> EXERCISE REQUIREMENTS: Reproduce word for word the portion of the education funding hearing report starting at "But Doug Hall, a" and ending at "all state aid.".

> DOCUMENT PASSAGE:
******************************
CONCORD — A proposal to “re-characterize” local property taxes into a state tax was generally supported at a public hearing Tuesday, but a statewide school budget cap in the same proposal was not.

The House Finance Committee heard a proposed amendment to House Bill 1583, which increases state aid to public education by raising the per-pupil state adequacy grant to the level recommended by a superior court judge in the ConVal School District vs the State decision issued last year.

Superior Court Judge David Ruoff suggested the minimum per-pupil grant to cover the cost of an adequate education should be $7,356.

The proposed amendment would achieve that by using about $450 million of what are now local education property tax dollars and using the money as state aid instead.

The change would increase the amount of money so-called donor communities would have to send to the state instead of retaining for education expenses at the school district level from about $29 million to about $90 million raising the property taxes for those 50 plus communities around the state.

The $90 million would be the only “new money” for state education aid under the amendment which would come from property taxpayers in the donor communities.

In property wealthy communities, the Statewide Property Tax raises more money that is needed to cover the cost of an adequate education for their students. They have been able to retain the money and spend it on education or lower the amount needed for the local school property tax portion of property tax bills.

While there was general support for the change from local to state property tax, there was almost universal opposition to the section imposing a three-year budget cap on school district spending to the three-year average increase in the Consumer Price Index.

The cap could be overridden by a two-thirds majority of the legislative body of the school district.

Not only were people opposed to the cap for taking away local control, they also said the proposal would lock in the significant disparities that currently exist in the quality of education in a property wealthy community versus a property poor community.

“I hope you guys are going to understand the moment that is in front of you,” Portsmouth Mayor Deaglan McEachern told the committee. “A moment to actually solve education funding and to do so in an equitable way.”
McEachern opposed both the budget cap and expanding the Statewide Education Property Tax which will impact Portsmouth taxpayers as it raises excess money under the current rate for the SWEPT.

But Doug Hall, a former House Finance Committee member now affiliated with the NH School Funding Fairness Project, said he could support the expansion of the statewide property tax and ending allowing the property wealthy communities to retain the excess money, but not the budget cap.

“The goal we all share is that all students should have the opportunity for an education that does not vary by zip codes,” Hall said. “This would  lock in the large disparities that exist.”

He noted every expensive special education student that moves into a district reduces funds for other students, saying in his community, Chichester, special education costs exceed all state aid.

He also noted the cap would not allow for any new building to replace or renovate many of the old school buildings.

Waterville Valley town manager Mark Decoteau, who is also the chair of the Education Coalition Communities 2.0, which is comprised of property wealthy towns and unincorporated places with negative local school property taxes, opposed the amendment saying his organization opposes raising property taxes on one community and sending some of that money to another community without any oversight.

He said the amendment would exacerbate an unfair funding scheme that was repealed in 2011 and the House voted down earlier this session.

“This concept is fundamentally wrong and at odds with how local government has worked for centuries,” Decoteau said.
******************************
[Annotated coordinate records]
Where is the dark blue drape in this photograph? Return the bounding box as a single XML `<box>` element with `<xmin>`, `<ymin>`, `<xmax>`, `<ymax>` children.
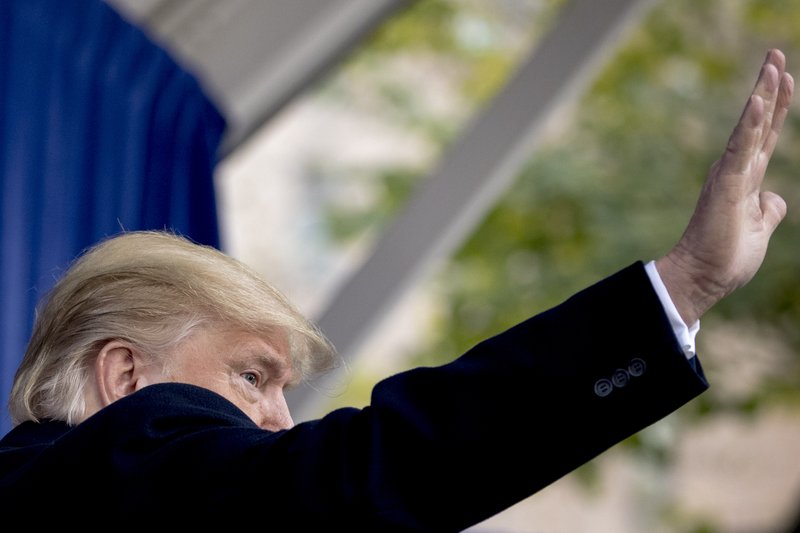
<box><xmin>0</xmin><ymin>0</ymin><xmax>224</xmax><ymax>435</ymax></box>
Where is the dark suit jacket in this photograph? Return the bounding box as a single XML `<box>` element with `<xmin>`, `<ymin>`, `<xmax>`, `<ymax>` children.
<box><xmin>0</xmin><ymin>264</ymin><xmax>706</xmax><ymax>531</ymax></box>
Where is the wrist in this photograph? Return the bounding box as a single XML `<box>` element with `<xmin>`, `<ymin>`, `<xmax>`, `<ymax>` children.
<box><xmin>655</xmin><ymin>250</ymin><xmax>721</xmax><ymax>325</ymax></box>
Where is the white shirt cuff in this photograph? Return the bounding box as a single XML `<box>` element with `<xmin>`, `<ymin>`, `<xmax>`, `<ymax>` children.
<box><xmin>644</xmin><ymin>261</ymin><xmax>700</xmax><ymax>359</ymax></box>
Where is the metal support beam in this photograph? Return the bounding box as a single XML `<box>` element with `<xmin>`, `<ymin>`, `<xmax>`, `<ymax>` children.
<box><xmin>106</xmin><ymin>0</ymin><xmax>408</xmax><ymax>156</ymax></box>
<box><xmin>289</xmin><ymin>0</ymin><xmax>651</xmax><ymax>420</ymax></box>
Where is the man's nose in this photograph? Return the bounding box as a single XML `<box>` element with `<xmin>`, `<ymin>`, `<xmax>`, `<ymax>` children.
<box><xmin>261</xmin><ymin>391</ymin><xmax>294</xmax><ymax>431</ymax></box>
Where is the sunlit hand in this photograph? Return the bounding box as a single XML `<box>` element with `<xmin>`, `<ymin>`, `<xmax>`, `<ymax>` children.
<box><xmin>656</xmin><ymin>50</ymin><xmax>794</xmax><ymax>324</ymax></box>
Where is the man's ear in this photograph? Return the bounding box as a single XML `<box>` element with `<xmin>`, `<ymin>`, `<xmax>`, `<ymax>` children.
<box><xmin>94</xmin><ymin>339</ymin><xmax>153</xmax><ymax>408</ymax></box>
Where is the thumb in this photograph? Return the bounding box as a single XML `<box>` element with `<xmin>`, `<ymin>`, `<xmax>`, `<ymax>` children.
<box><xmin>759</xmin><ymin>191</ymin><xmax>786</xmax><ymax>233</ymax></box>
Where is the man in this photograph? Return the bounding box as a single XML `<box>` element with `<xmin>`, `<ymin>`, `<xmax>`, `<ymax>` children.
<box><xmin>0</xmin><ymin>50</ymin><xmax>793</xmax><ymax>531</ymax></box>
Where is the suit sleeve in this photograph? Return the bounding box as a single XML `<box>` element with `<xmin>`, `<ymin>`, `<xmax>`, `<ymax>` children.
<box><xmin>206</xmin><ymin>263</ymin><xmax>707</xmax><ymax>531</ymax></box>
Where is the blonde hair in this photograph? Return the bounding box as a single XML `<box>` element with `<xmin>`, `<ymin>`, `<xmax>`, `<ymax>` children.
<box><xmin>9</xmin><ymin>232</ymin><xmax>335</xmax><ymax>425</ymax></box>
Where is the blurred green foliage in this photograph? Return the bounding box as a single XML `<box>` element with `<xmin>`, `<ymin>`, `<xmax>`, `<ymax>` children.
<box><xmin>324</xmin><ymin>0</ymin><xmax>800</xmax><ymax>408</ymax></box>
<box><xmin>318</xmin><ymin>0</ymin><xmax>800</xmax><ymax>531</ymax></box>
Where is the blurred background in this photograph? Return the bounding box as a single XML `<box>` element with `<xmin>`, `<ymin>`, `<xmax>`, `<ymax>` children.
<box><xmin>4</xmin><ymin>0</ymin><xmax>800</xmax><ymax>533</ymax></box>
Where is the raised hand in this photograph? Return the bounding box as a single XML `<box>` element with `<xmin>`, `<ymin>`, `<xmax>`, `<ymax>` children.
<box><xmin>656</xmin><ymin>50</ymin><xmax>794</xmax><ymax>324</ymax></box>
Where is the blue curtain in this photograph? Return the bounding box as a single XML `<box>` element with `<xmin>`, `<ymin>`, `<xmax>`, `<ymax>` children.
<box><xmin>0</xmin><ymin>0</ymin><xmax>224</xmax><ymax>435</ymax></box>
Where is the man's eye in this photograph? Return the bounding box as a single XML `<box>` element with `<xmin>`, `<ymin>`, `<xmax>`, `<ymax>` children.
<box><xmin>241</xmin><ymin>372</ymin><xmax>258</xmax><ymax>387</ymax></box>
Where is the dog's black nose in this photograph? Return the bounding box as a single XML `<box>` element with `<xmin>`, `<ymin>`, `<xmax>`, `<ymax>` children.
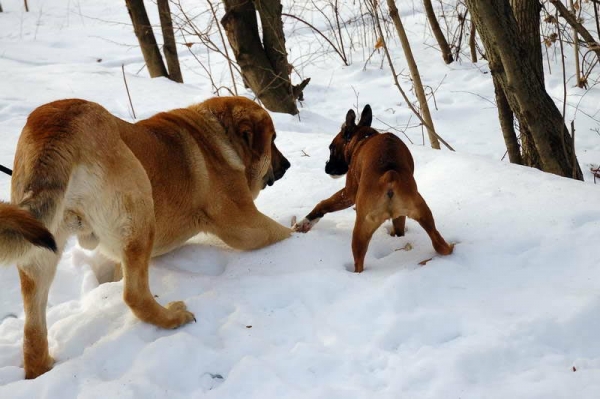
<box><xmin>274</xmin><ymin>156</ymin><xmax>292</xmax><ymax>180</ymax></box>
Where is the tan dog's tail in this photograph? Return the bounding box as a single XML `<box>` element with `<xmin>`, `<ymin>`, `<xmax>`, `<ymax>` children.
<box><xmin>0</xmin><ymin>202</ymin><xmax>56</xmax><ymax>263</ymax></box>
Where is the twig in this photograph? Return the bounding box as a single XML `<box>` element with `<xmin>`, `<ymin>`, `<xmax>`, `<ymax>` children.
<box><xmin>372</xmin><ymin>0</ymin><xmax>454</xmax><ymax>151</ymax></box>
<box><xmin>550</xmin><ymin>0</ymin><xmax>600</xmax><ymax>59</ymax></box>
<box><xmin>121</xmin><ymin>64</ymin><xmax>137</xmax><ymax>119</ymax></box>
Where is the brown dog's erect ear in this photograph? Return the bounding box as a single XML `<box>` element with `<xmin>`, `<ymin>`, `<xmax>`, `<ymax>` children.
<box><xmin>342</xmin><ymin>109</ymin><xmax>356</xmax><ymax>141</ymax></box>
<box><xmin>346</xmin><ymin>109</ymin><xmax>356</xmax><ymax>127</ymax></box>
<box><xmin>358</xmin><ymin>104</ymin><xmax>373</xmax><ymax>127</ymax></box>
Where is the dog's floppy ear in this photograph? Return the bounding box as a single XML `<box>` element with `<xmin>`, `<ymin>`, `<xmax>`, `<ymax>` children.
<box><xmin>343</xmin><ymin>109</ymin><xmax>356</xmax><ymax>141</ymax></box>
<box><xmin>237</xmin><ymin>121</ymin><xmax>254</xmax><ymax>148</ymax></box>
<box><xmin>358</xmin><ymin>104</ymin><xmax>373</xmax><ymax>127</ymax></box>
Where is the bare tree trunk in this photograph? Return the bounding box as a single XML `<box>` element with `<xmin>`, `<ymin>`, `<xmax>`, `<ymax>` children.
<box><xmin>156</xmin><ymin>0</ymin><xmax>183</xmax><ymax>83</ymax></box>
<box><xmin>466</xmin><ymin>0</ymin><xmax>583</xmax><ymax>180</ymax></box>
<box><xmin>550</xmin><ymin>0</ymin><xmax>600</xmax><ymax>60</ymax></box>
<box><xmin>387</xmin><ymin>0</ymin><xmax>440</xmax><ymax>150</ymax></box>
<box><xmin>221</xmin><ymin>0</ymin><xmax>310</xmax><ymax>115</ymax></box>
<box><xmin>125</xmin><ymin>0</ymin><xmax>168</xmax><ymax>78</ymax></box>
<box><xmin>469</xmin><ymin>21</ymin><xmax>477</xmax><ymax>64</ymax></box>
<box><xmin>423</xmin><ymin>0</ymin><xmax>454</xmax><ymax>64</ymax></box>
<box><xmin>492</xmin><ymin>75</ymin><xmax>523</xmax><ymax>165</ymax></box>
<box><xmin>510</xmin><ymin>0</ymin><xmax>544</xmax><ymax>169</ymax></box>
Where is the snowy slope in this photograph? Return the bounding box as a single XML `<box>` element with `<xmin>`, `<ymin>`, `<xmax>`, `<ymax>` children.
<box><xmin>0</xmin><ymin>0</ymin><xmax>600</xmax><ymax>399</ymax></box>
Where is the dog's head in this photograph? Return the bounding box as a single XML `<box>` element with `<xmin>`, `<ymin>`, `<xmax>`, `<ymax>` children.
<box><xmin>205</xmin><ymin>97</ymin><xmax>290</xmax><ymax>197</ymax></box>
<box><xmin>325</xmin><ymin>104</ymin><xmax>373</xmax><ymax>177</ymax></box>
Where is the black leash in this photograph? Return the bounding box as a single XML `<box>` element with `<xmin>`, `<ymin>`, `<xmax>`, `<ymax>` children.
<box><xmin>0</xmin><ymin>165</ymin><xmax>12</xmax><ymax>176</ymax></box>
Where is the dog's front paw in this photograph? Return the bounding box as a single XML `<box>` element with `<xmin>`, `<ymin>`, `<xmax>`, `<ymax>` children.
<box><xmin>167</xmin><ymin>301</ymin><xmax>196</xmax><ymax>328</ymax></box>
<box><xmin>292</xmin><ymin>218</ymin><xmax>319</xmax><ymax>233</ymax></box>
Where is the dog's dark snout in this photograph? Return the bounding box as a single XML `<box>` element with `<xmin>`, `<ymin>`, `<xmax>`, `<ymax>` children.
<box><xmin>275</xmin><ymin>155</ymin><xmax>292</xmax><ymax>180</ymax></box>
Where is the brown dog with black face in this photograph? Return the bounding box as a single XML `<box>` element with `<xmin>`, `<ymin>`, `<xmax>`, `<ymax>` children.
<box><xmin>0</xmin><ymin>97</ymin><xmax>291</xmax><ymax>378</ymax></box>
<box><xmin>292</xmin><ymin>105</ymin><xmax>454</xmax><ymax>273</ymax></box>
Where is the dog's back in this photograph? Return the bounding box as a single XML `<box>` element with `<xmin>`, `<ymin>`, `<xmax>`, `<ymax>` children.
<box><xmin>351</xmin><ymin>133</ymin><xmax>420</xmax><ymax>223</ymax></box>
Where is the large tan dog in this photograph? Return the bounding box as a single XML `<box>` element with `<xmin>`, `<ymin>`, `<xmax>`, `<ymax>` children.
<box><xmin>0</xmin><ymin>97</ymin><xmax>291</xmax><ymax>378</ymax></box>
<box><xmin>293</xmin><ymin>105</ymin><xmax>454</xmax><ymax>273</ymax></box>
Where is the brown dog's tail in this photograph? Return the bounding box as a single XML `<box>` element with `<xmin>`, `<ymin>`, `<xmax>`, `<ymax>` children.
<box><xmin>379</xmin><ymin>169</ymin><xmax>400</xmax><ymax>199</ymax></box>
<box><xmin>0</xmin><ymin>202</ymin><xmax>56</xmax><ymax>263</ymax></box>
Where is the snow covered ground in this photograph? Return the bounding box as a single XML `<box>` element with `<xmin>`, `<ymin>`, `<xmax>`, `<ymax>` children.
<box><xmin>0</xmin><ymin>0</ymin><xmax>600</xmax><ymax>399</ymax></box>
******************************
> SOLUTION TO THE PROBLEM:
But Doug Hall, a former House Finance Committee member now affiliated with the NH School Funding Fairness Project, said he could support the expansion of the statewide property tax and ending allowing the property wealthy communities to retain the excess money, but not the budget cap.

“The goal we all share is that all students should have the opportunity for an education that does not vary by zip codes,” Hall said. “This would  lock in the large disparities that exist.”

He noted every expensive special education student that moves into a district reduces funds for other students, saying in his community, Chichester, special education costs exceed all state aid.